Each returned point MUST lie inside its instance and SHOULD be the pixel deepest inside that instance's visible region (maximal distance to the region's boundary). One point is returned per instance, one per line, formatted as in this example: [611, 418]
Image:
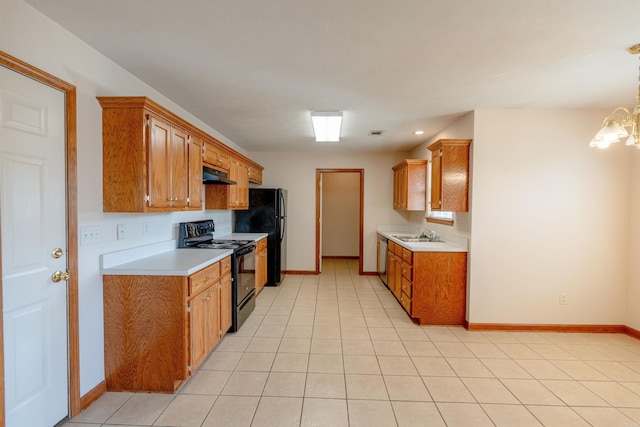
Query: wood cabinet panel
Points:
[261, 264]
[430, 286]
[151, 161]
[450, 175]
[409, 185]
[194, 199]
[204, 278]
[144, 317]
[255, 174]
[156, 334]
[216, 157]
[439, 291]
[234, 197]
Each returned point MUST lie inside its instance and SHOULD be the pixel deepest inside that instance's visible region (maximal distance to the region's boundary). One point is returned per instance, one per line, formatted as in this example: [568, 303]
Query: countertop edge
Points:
[421, 247]
[178, 262]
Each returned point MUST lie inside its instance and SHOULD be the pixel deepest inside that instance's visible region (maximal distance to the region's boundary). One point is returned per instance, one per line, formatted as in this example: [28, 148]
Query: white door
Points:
[33, 225]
-*-*-
● **What is asked**
Rewrite every line of the material above as a numbered list, omitting blank lines and leaving out the picture.

● **Answer in full**
1. Each returned point MUST lie inside its instance and SHOULD be the pixel deepest inside that instance's visible region (maximal distance to the region's boundary). One point is returned per instance, one per line, formatted as in this example: [611, 418]
2. Image:
3. Query: wood cabinet panel
4. Points:
5. [261, 264]
6. [430, 286]
7. [151, 161]
8. [450, 175]
9. [409, 185]
10. [194, 199]
11. [204, 278]
12. [144, 317]
13. [255, 174]
14. [156, 334]
15. [216, 157]
16. [439, 291]
17. [234, 197]
18. Each returned point MUST lie inside its instance and SHOULD be the pixel deepest inside that instance's visible region (maximal distance to the region's boundary). One point is returned per instance, one per line, formatted as in this example: [568, 303]
19. Query: countertop edge
20. Points:
21. [421, 247]
22. [178, 262]
23. Each returned point MUST lie inside its instance and SHOULD be the pixel deepest inside that instance's visible region (maximal distance to the region's boundary). One point is returned per instance, one per line, formatted as in this example: [28, 148]
24. Query: white door
25. Points:
26. [33, 225]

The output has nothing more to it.